§ EXERCISE AIM
Each entry below is to be transcribed exactly.

··· RECORDS FOR THIS EXERCISE

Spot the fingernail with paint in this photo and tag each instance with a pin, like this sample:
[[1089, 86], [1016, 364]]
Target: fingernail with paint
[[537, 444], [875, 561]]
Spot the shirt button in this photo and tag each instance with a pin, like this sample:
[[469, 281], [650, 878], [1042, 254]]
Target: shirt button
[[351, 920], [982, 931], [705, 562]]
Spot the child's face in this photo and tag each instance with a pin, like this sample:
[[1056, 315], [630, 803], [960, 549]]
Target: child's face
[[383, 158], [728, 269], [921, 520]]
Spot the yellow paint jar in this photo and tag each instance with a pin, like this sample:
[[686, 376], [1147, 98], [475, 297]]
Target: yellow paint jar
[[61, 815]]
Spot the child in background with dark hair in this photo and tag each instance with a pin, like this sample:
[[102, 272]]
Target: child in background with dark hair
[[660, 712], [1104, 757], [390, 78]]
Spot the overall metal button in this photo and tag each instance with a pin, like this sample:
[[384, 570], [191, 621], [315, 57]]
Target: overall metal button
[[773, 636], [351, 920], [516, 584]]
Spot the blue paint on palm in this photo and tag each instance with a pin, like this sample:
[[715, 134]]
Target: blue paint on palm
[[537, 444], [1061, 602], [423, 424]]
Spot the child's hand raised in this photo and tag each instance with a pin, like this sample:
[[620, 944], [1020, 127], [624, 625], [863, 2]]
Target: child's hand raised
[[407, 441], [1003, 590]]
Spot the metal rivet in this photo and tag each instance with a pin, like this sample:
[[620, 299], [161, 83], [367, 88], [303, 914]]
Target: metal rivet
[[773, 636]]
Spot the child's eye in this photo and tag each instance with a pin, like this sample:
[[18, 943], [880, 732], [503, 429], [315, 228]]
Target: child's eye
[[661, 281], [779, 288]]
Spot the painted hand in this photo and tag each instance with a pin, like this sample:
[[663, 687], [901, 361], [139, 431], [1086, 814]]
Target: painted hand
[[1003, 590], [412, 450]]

······

§ OUTPUT FOR THIS EXERCISE
Spot the fingernail with paint in this photo and tag each instance with a pin, like this sample:
[[1089, 86], [1016, 364]]
Target: fingernail with paint
[[537, 444], [875, 561]]
Spot the shirt button in this photo and tag each instance with a pin, like this sample:
[[469, 281], [650, 878], [1042, 254]]
Target: shirt button
[[351, 920], [982, 931], [705, 562]]
Spot the child's face in this photo and tag each instance with a pin, like this sample:
[[1056, 315], [630, 803], [960, 549]]
Target: child's face
[[383, 158], [728, 269], [921, 520]]
Spot the yellow paint jar in this photo and tag each instance with a pin, like this sample:
[[686, 376], [1147, 98], [475, 297]]
Target: yellow paint jar
[[61, 815]]
Spot the child in background with dark hair in this photo and tag each instance with a pin, like this sample:
[[102, 272]]
Target: child in background with dark hair
[[660, 712], [1104, 757], [390, 78]]
Spot the overall metal button in this photo and tag each instance with a pin, like this sample:
[[384, 570], [191, 621], [315, 57]]
Target: overall metal button
[[773, 636], [351, 920], [516, 584]]
Spot the blue paint on palm in this photo and tag each instance with a pin, like this sample:
[[715, 134]]
Target: blue paint on palm
[[537, 444], [1061, 602], [423, 424]]
Spot the child's hand raised in this photo and tag each instance with a pin, like this sample:
[[620, 944], [1020, 127], [624, 625], [863, 2]]
Target: child's hand raised
[[407, 441], [1003, 590]]
Spot the metal rivet in this photo and tag each instance with a pin, like this sample:
[[620, 299], [161, 83], [367, 88], [303, 914]]
Target: metal rivet
[[773, 636]]
Spot the child's eye in this photo and tag each instance with a pin, like this sample:
[[18, 943], [880, 732], [503, 429], [315, 228]]
Target: child's eye
[[661, 281], [779, 288]]
Spot the painted hand in this photo and tag each instance with a pin, like this sample:
[[663, 687], [901, 361], [139, 431], [1086, 814]]
Target: painted hand
[[1003, 590], [412, 450]]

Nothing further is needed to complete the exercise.